### Directions for this task
Each record below should be set down exactly.

### Stored data entries
-=-=-

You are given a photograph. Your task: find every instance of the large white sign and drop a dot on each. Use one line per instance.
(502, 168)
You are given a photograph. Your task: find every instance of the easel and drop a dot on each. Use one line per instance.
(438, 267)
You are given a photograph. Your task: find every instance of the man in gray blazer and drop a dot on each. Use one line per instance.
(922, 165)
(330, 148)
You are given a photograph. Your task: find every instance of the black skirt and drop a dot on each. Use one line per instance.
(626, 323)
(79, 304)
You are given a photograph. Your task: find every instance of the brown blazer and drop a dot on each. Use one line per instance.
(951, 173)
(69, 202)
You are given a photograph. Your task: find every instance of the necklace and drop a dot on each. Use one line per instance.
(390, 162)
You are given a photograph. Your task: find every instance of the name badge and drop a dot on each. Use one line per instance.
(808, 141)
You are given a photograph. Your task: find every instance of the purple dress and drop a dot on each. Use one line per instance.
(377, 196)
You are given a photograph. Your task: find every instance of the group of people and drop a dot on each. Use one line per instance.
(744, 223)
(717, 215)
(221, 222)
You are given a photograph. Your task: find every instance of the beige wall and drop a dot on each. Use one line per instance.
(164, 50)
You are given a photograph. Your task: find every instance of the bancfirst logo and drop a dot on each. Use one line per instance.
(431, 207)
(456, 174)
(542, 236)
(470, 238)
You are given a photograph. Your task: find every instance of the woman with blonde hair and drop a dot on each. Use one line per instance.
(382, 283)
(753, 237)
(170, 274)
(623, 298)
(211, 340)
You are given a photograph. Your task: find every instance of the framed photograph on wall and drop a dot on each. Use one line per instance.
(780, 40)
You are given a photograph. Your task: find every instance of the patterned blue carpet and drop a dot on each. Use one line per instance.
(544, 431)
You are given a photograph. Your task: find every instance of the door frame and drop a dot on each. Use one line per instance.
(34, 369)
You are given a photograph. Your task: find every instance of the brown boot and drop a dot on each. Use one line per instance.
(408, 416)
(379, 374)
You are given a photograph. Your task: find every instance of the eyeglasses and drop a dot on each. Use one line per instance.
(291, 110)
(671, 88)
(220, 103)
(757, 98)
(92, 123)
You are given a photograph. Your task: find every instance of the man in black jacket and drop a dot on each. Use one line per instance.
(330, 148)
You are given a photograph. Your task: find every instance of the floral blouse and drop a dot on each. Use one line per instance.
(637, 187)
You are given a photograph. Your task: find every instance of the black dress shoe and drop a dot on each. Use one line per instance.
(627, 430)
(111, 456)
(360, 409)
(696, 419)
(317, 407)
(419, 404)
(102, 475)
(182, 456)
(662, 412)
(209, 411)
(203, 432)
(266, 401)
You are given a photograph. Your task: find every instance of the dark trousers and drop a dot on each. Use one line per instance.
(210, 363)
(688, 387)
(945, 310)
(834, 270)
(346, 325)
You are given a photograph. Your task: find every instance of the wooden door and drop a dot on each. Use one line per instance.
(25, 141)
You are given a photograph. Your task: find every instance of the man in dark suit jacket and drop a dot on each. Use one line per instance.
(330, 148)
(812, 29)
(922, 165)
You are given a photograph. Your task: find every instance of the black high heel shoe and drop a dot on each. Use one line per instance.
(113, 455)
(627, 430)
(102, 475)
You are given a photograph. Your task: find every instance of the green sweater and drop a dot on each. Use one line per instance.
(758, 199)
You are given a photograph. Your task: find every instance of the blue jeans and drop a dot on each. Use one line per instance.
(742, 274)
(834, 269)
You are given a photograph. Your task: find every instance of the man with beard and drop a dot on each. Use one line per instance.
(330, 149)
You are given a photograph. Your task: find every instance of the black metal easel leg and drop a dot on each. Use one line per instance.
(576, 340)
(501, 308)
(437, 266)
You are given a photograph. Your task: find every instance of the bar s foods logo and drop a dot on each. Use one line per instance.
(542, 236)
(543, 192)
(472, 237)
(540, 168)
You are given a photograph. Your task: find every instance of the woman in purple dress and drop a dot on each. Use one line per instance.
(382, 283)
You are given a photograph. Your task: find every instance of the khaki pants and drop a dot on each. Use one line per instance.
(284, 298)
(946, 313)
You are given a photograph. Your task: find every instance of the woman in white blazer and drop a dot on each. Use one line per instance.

-=-=-

### Task answer
You are given a photograph. Your task: find every instance of the large white sign and drop a dot on each. Use one line per instance.
(502, 168)
You are given a photograph. Your task: find every instance of the easel and drop a dot on each. Use one line per instance.
(438, 267)
You are given a photograph. Your task: find every instance of the man in gray blazer and drop a dot on each. Use one line per instance.
(922, 165)
(330, 148)
You are given a photograph. Your task: find every instance of the black skirt and drop a dot on each. Use one line per instance.
(626, 323)
(79, 304)
You are given a photograph. Your task: find every instance of the brown blazer and drop a dot on each. Use one line per instance.
(951, 173)
(69, 202)
You are given a photograph. Your task: find every instance of the necklace and drop a dot on each. Use one line per instance.
(390, 162)
You are given a photograph. Your task: find every instance of the name badge and drop a dot on each. Use one line per instance.
(808, 141)
You are given a photograph. Your task: find every instance of the purple dress and drop a dot on each. Use one line per instance.
(377, 196)
You are given a photograph. Your task: find every instance of the group of people and drop a dot on each. Use one line per instance.
(744, 223)
(717, 215)
(221, 222)
You are given a photograph. Your task: find every instance of the beige wall and drop a dot on each. Use one line per instance.
(164, 50)
You are given a photograph. Your task: find every instance of the bancfirst logo and drop a dot on each. Use one line per instance.
(431, 207)
(456, 174)
(542, 236)
(470, 238)
You are given a photograph. Your task: find every instance of the woman with blonde hair and drop a dot on each. Use one line per instance.
(382, 283)
(753, 237)
(170, 274)
(623, 298)
(211, 340)
You are given a photograph. Your task: find every instance of the framed photograph on wall and drop a dot on each. Use one line per instance.
(780, 40)
You are given a photograph. Your task: find every instance of the patterned blue carpet and drop a dot on each. Use one line per instance.
(544, 431)
You are given a photograph. Your task: find every instance of the door frame and drop a dot on each. Use one line per instance.
(34, 369)
You are given a photograph. Your task: find every instance of the brown boot and drop a dot on each. Use one line per instance.
(408, 416)
(379, 374)
You are given a photograph. Your task: find every instance of the eyeglasses and drop a dot on each. Use one line per instance.
(291, 110)
(671, 88)
(220, 103)
(757, 98)
(92, 123)
You are given a photograph. Your task: find every instance of the man in black jacket and drop a dot on each. Use one line per instance.
(330, 148)
You are given a photograph. Your task: find every instance of the floral blouse and drop a dot on each. Use one line per instance.
(637, 187)
You are given a photograph. Your task: find every instance of the black dress shoe and drop a dot on each. Use one line per instance.
(627, 430)
(111, 456)
(360, 409)
(696, 419)
(317, 407)
(419, 404)
(102, 475)
(182, 456)
(662, 412)
(209, 411)
(203, 432)
(266, 401)
You are given a photograph. Your task: find every instance of the dark trousers and drop a dot on each. Use one line per instance.
(210, 363)
(688, 387)
(945, 310)
(834, 270)
(346, 325)
You are given a photograph. Your task: find every instance of the wooden door and drop a dot on each. Use one line per instance.
(25, 141)
You are given a photograph. Your task: find every instance of the man in dark suit jacket and drop a dot on each. Use one line per instance.
(330, 148)
(812, 29)
(922, 165)
You are given a photograph. Your task: find every instance of the black high heel shoe and drop a dot on each. Use one line per instance.
(113, 455)
(627, 430)
(102, 475)
You are given a photograph. Your task: find every instance of the green sweater and drop a dot on each. Use one line per instance.
(758, 199)
You are given a photograph. Your task: find every instance of the blue jeans and drop a dot on each. Use one line per instance.
(742, 274)
(834, 269)
You are given a photograph. Your task: find every instance of the man with beard and drop a dot on each. Use one line per instance.
(330, 149)
You are given a photograph. Your task: find every instance of the black metal easel leg and drop a dot on each. Use one line per instance.
(576, 340)
(501, 308)
(437, 266)
You are given a photograph. Your task: find every instance of the bar s foods logo and drop a dot on each. Use one line per instance.
(542, 236)
(543, 192)
(472, 237)
(540, 168)
You are given a photograph. Your task: find every instance of the woman in purple dress and drop a dot on each. Use one line per instance.
(382, 283)
You are given a photograph. Your task: find every instance of the khaki pants and drop a dot on each. Use one line per instance.
(284, 298)
(946, 313)
You are given a photograph. Your task: find every instance of the woman in white blazer and drop a dot on each. Use one line per instance.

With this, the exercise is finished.